**Task statement:** Keep the wording of every entry exactly as it is while leaving the pictures out of your copy.

**Provided entries:**
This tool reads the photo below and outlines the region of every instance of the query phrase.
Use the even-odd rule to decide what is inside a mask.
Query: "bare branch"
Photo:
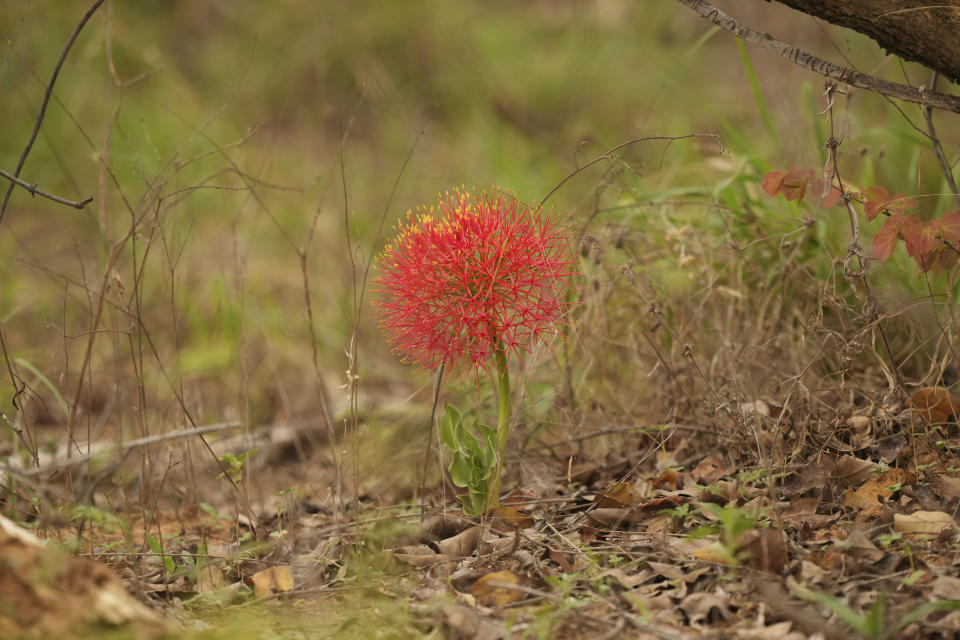
[[[22,444],[27,449],[27,453],[30,454],[30,457],[33,459],[33,462],[38,467],[40,466],[40,458],[37,456],[37,452],[34,451],[29,444],[27,444],[27,439],[23,437],[23,430],[17,428],[17,425],[13,424],[10,418],[7,417],[3,411],[0,411],[0,418],[3,418],[3,421],[7,423],[7,426],[10,427],[17,437],[20,438],[20,444]]]
[[[4,416],[6,418],[6,416]],[[178,431],[169,431],[166,433],[158,433],[152,436],[145,436],[143,438],[135,438],[134,440],[129,440],[122,443],[119,447],[115,447],[112,444],[102,444],[97,443],[97,446],[90,447],[90,452],[75,457],[68,457],[59,460],[52,460],[45,464],[44,466],[39,466],[39,461],[37,461],[37,468],[35,469],[18,469],[16,467],[10,467],[6,465],[0,465],[0,471],[3,472],[16,472],[24,477],[39,476],[49,473],[55,473],[61,469],[67,467],[78,465],[88,460],[93,460],[97,456],[106,454],[106,453],[118,453],[126,454],[132,449],[138,447],[146,447],[148,445],[156,444],[158,442],[165,442],[167,440],[176,440],[179,438],[189,438],[191,436],[203,436],[207,433],[217,433],[220,431],[228,431],[232,429],[240,429],[243,427],[243,423],[233,420],[231,422],[222,422],[219,424],[207,424],[197,427],[192,427],[190,429],[180,429]]]
[[[84,198],[83,200],[67,200],[66,198],[61,198],[58,195],[50,193],[49,191],[44,191],[37,186],[36,183],[29,183],[26,180],[21,180],[12,173],[7,173],[3,169],[0,169],[0,178],[6,178],[10,182],[20,187],[23,187],[30,192],[30,195],[34,196],[43,196],[48,200],[53,200],[54,202],[59,202],[60,204],[65,204],[68,207],[73,207],[74,209],[83,209],[85,206],[93,202],[93,196]]]
[[[925,107],[960,113],[960,97],[914,89],[905,84],[889,82],[875,76],[854,71],[847,67],[835,65],[829,60],[824,60],[803,49],[789,45],[782,40],[777,40],[769,33],[764,33],[763,31],[758,31],[757,29],[743,25],[735,18],[727,15],[708,2],[704,2],[703,0],[678,1],[690,7],[701,18],[726,29],[738,38],[742,38],[744,41],[755,44],[758,47],[772,49],[776,51],[780,57],[786,58],[801,67],[815,71],[822,76],[839,80],[851,87],[867,89],[868,91],[874,91],[905,102],[913,102]]]
[[[90,18],[93,17],[93,14],[97,12],[97,9],[99,9],[100,5],[102,4],[103,0],[94,0],[93,4],[83,15],[83,18],[80,19],[80,22],[74,28],[73,33],[70,34],[70,38],[67,40],[67,44],[64,45],[63,51],[60,52],[60,58],[57,60],[57,64],[53,68],[53,74],[50,76],[50,82],[47,83],[47,90],[43,93],[43,102],[40,103],[40,113],[37,114],[37,121],[33,125],[33,132],[30,134],[30,139],[27,141],[27,145],[23,148],[23,152],[20,154],[20,160],[17,161],[17,167],[13,170],[13,177],[20,177],[20,171],[23,169],[23,164],[27,161],[27,156],[30,155],[30,149],[33,148],[33,143],[37,139],[37,134],[40,133],[40,125],[43,124],[43,117],[47,113],[47,105],[50,103],[50,96],[53,95],[53,85],[57,82],[57,76],[60,75],[60,69],[63,68],[63,63],[67,60],[67,54],[70,53],[70,48],[73,47],[73,43],[76,41],[77,36],[80,35],[80,31],[83,30],[84,25],[90,21]],[[10,194],[13,193],[13,187],[15,184],[17,183],[11,182],[10,186],[7,187],[7,192],[3,196],[3,202],[0,203],[0,222],[3,222],[3,214],[7,211],[7,204],[10,202]]]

**Exercise result:**
This tool reads the photo below and outlines the region of every instance of the query phrase.
Use the even-odd rule to decide what is inside a mask.
Query: "bare branch"
Photo:
[[[22,444],[27,449],[27,453],[30,454],[30,457],[33,459],[33,462],[38,467],[40,466],[40,458],[37,456],[37,452],[34,451],[29,444],[27,444],[27,439],[23,437],[23,430],[17,428],[17,425],[13,424],[10,418],[7,417],[3,411],[0,411],[0,418],[3,418],[3,421],[7,423],[7,426],[10,427],[17,437],[20,438],[20,444]]]
[[[4,416],[6,418],[6,416]],[[178,431],[169,431],[166,433],[158,433],[152,436],[145,436],[143,438],[135,438],[134,440],[129,440],[122,443],[119,447],[115,447],[112,444],[102,444],[97,443],[97,446],[90,447],[90,452],[75,457],[68,457],[59,460],[52,460],[45,464],[44,466],[39,466],[39,461],[37,461],[37,468],[35,469],[18,469],[16,467],[10,467],[6,465],[0,465],[0,471],[3,472],[16,472],[24,477],[39,476],[49,473],[55,473],[61,469],[67,467],[78,465],[88,460],[93,460],[97,456],[106,454],[106,453],[118,453],[126,454],[132,449],[138,447],[146,447],[148,445],[156,444],[158,442],[165,442],[167,440],[176,440],[179,438],[189,438],[191,436],[203,436],[207,433],[217,433],[220,431],[228,431],[232,429],[240,429],[243,427],[243,423],[233,420],[231,422],[222,422],[219,424],[207,424],[197,427],[192,427],[190,429],[180,429]]]
[[[84,198],[83,200],[67,200],[66,198],[61,198],[58,195],[50,193],[49,191],[44,191],[37,186],[36,183],[29,183],[26,180],[21,180],[12,173],[7,173],[3,169],[0,169],[0,178],[6,178],[10,182],[20,187],[23,187],[30,192],[30,195],[34,196],[43,196],[48,200],[53,200],[54,202],[59,202],[60,204],[65,204],[68,207],[73,207],[74,209],[83,209],[85,206],[93,202],[93,196]]]
[[[925,107],[960,113],[960,97],[914,89],[905,84],[889,82],[875,76],[854,71],[847,67],[835,65],[829,60],[824,60],[803,49],[789,45],[782,40],[777,40],[769,33],[764,33],[763,31],[758,31],[757,29],[743,25],[735,18],[727,15],[708,2],[704,2],[703,0],[678,1],[690,7],[701,18],[726,29],[738,38],[742,38],[744,41],[755,44],[758,47],[772,49],[776,51],[780,57],[786,58],[801,67],[815,71],[822,76],[839,80],[851,87],[867,89],[868,91],[874,91],[905,102],[913,102]]]
[[[90,18],[93,17],[93,14],[97,12],[97,9],[99,9],[100,5],[102,4],[103,0],[94,0],[93,4],[83,15],[83,18],[80,19],[80,22],[74,28],[73,33],[70,34],[70,38],[67,40],[67,44],[64,45],[63,51],[60,52],[60,58],[57,60],[57,64],[53,68],[53,74],[50,76],[50,82],[47,83],[47,90],[43,93],[43,102],[40,103],[40,113],[37,114],[37,121],[33,125],[33,132],[30,134],[30,139],[27,141],[27,145],[23,148],[23,152],[20,154],[20,160],[17,161],[17,167],[13,170],[13,177],[20,177],[20,171],[23,169],[23,164],[27,161],[27,156],[30,155],[30,149],[33,148],[33,143],[37,139],[37,134],[40,133],[40,125],[43,124],[43,117],[47,113],[47,105],[50,103],[50,96],[53,95],[53,85],[57,82],[57,76],[60,75],[60,69],[63,68],[63,63],[67,60],[67,54],[70,53],[70,48],[73,47],[73,43],[76,41],[77,36],[80,35],[80,31],[83,30],[84,25],[90,21]],[[10,194],[13,193],[13,187],[15,184],[17,183],[11,182],[10,186],[7,187],[7,192],[3,196],[3,202],[0,203],[0,222],[3,222],[3,214],[7,211],[7,204],[10,202]]]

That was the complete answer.